§ Prompt
Arrange the stretch of the listing from the line containing "Spot the west" through the line containing "[(1210, 576), (134, 451), (744, 101), (446, 518)]" as a JSON list of strings, one string per line, leaving out any blank lines.

====== Raw data ======

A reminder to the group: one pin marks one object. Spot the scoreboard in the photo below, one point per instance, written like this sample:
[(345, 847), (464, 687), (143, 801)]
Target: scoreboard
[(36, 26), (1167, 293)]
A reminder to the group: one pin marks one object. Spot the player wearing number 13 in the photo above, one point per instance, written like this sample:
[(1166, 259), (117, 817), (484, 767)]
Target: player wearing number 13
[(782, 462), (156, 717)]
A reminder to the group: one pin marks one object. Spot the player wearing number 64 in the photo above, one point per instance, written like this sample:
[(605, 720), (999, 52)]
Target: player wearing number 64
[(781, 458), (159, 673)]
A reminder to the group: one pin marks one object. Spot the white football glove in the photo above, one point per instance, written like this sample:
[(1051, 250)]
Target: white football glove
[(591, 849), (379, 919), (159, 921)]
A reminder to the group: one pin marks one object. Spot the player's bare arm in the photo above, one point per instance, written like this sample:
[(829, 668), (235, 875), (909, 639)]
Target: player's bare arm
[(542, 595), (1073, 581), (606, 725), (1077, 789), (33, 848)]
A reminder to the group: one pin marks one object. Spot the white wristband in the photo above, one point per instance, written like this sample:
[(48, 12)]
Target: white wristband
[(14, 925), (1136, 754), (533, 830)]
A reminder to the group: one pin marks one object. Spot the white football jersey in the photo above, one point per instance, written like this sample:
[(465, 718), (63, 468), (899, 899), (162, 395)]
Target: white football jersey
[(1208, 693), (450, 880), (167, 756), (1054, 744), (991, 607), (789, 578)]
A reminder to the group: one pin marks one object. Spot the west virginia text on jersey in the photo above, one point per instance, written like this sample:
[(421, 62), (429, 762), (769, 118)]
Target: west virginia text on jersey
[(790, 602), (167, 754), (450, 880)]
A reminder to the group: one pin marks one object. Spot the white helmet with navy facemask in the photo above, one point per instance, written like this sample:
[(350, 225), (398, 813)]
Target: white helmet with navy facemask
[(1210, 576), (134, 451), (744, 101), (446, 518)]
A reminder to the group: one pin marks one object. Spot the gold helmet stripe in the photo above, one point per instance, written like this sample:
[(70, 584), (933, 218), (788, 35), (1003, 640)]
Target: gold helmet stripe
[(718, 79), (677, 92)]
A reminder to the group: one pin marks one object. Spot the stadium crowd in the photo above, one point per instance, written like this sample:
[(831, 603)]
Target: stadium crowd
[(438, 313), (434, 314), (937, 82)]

======

§ Answer to this exercise
[
  "A reminder to the group: one pin marks one object. Spot the west virginia text on jersey in the photo above, one point per instance, written like this sample:",
  "[(421, 62), (429, 762), (769, 118)]",
  "Target: west virginia text on jersey",
  "[(790, 602), (167, 754), (450, 880)]",
  "A reminder to the group: one pin marks one object. Spot the white helmet with navy facemask in the photo above, one point per instance, written like this sample:",
  "[(350, 225), (398, 813)]",
  "Target: white helmet with navy facemask",
  "[(1210, 576), (134, 451), (744, 101), (446, 518)]"
]